**ОТРЫВОК ИЗ ИСТОЧНИКА**
__________

Иван Аксаков - Речь о А. С. Пушкине
Из псевдоклассических высот поэты стали, наконец, при помощи романтических ходуль касаться дола. И хотя Жуковский, благородный Жуковский, с «его стихов пленительною сладостью» а (по выражению Пушкина), равно и Батюшков, «наш Парни российский»[3] (как величал его Пушкин же, впрочем, еще в 1814 году, еще мальчиком), хотя оба они резко отделяются от всех своих предшественников, однако же и они, когда спускались на землю, то на какую-то чужую, не русскую. Их местами прелестная, хотя вообще однозвучная поэзия лишена внутренней силы и совершенно безлична в смысле народности… Вообще надобно заметить, что время Александра I было в некоторых отношениях едва ли не хуже времени Екатерины. В XVIII веке русские люди еще только перерядились, и в ином вельможе из-под пудреного парика и французского кафтана торчал порою чуть не прямой русский мужик, а щеголеватый французский жаргон сменялся подчас истою простонародною речью. К началу XIX века русские люди успели уже переродиться и так вошли в иноземные обычая, нравы, понятия, что приобрели даже развязность и ловкость «почти» европейского человека. Простонародная или коренная народная речь не только ими забывается, но даже поражает их как бы новизной. Они и патриоты, и, пожалуй, ревнители «всего отечественного», но даже и не подозревают, в простодушной надменности своего европейского просвещения, всей глубины своей духовной розни с народом. Прежняя грубая, внешняя ложь сменилась ложью сугубою, внутреннею, благообразною. Язык, литература, поэзия – все получает вид гладкой, порой даже изящной нерусскости или безличности. Вспомните, например, даже официальные, печатные, всенародные от лица власти объявления, где благодаря, конечно, стилистам того времени, русский царь именует себя «начальником столь достойной и благородной нации»; вспомните письма и повести Карамзина, повесть об Усладе самого Жуковского[4] и пр<очее> и пр<очее>. Даже гроза 1812 года не прибавила костей и мускулов, не придала правды слогу тогдашних писателей, не только в прозе, но и в поэзии.

__________

**ИСХОДНЫЕ ДАННЫЕ**
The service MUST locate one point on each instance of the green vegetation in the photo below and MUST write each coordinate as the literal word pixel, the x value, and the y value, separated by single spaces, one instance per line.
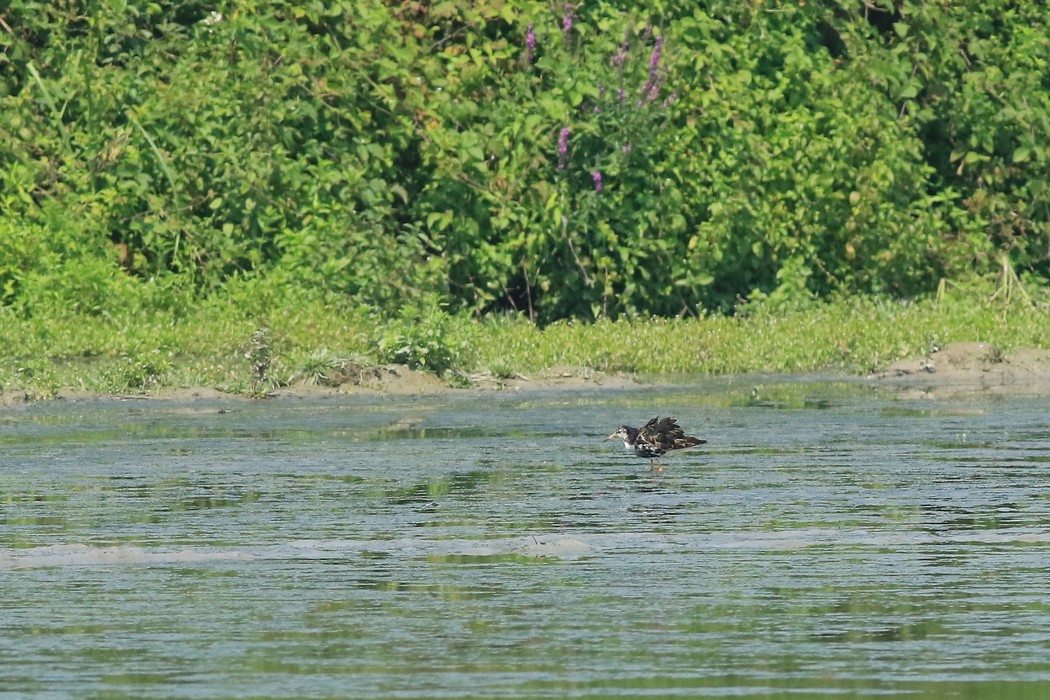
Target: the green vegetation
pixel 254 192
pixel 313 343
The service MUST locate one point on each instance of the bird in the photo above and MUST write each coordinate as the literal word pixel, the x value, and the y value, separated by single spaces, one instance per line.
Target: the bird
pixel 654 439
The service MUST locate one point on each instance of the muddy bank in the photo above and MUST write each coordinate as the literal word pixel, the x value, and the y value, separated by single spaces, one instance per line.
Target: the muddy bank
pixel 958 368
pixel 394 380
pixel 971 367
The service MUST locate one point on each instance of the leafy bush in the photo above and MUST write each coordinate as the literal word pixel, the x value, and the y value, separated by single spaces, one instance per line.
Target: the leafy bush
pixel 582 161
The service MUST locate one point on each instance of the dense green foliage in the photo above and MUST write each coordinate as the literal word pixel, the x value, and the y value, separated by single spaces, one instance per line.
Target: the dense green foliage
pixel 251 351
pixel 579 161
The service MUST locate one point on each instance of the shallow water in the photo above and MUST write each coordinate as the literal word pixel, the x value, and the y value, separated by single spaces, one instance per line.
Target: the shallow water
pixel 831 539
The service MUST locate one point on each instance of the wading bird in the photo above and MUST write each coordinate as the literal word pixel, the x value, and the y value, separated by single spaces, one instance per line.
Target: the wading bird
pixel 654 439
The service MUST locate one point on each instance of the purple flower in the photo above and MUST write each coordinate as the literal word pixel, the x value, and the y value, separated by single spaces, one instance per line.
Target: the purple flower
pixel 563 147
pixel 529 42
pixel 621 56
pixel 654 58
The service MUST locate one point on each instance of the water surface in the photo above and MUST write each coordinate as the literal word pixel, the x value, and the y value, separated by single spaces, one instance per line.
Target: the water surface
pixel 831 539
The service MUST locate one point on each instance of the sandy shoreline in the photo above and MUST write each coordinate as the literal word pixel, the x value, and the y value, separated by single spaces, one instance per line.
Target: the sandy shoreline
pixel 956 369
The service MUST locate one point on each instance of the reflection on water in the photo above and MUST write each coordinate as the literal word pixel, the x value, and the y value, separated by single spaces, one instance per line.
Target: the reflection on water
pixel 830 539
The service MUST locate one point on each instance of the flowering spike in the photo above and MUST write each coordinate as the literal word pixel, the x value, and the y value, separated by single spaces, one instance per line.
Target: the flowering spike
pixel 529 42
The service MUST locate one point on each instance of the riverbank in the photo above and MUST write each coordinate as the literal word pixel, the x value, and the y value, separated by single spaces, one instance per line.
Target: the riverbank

__________

**ЧТО НУЖНО СДЕЛАТЬ**
1. В каком году, согласно отрывку из речи о Пушкине, Пушкин назвал Батюшкова «наш Парни российский»?
2. Перепишите строки данных от строки с «of the muddy» до строки с «pixel 971 367» включительно, заменив в них «muddy bank» на «river shore» и больше ничего не меняя.
Отрывок и строки данных — два независимых материала, никак не связанных между собой.

**СПИСОК РЕШЕНИЙ**
1. В 1814 году.

2.
The service MUST locate one point on each instance of the river shore in the photo above and MUST write each coordinate as the literal word pixel, the x value, and the y value, separated by single spaces, one instance per line.
Target: the river shore
pixel 958 368
pixel 394 380
pixel 971 367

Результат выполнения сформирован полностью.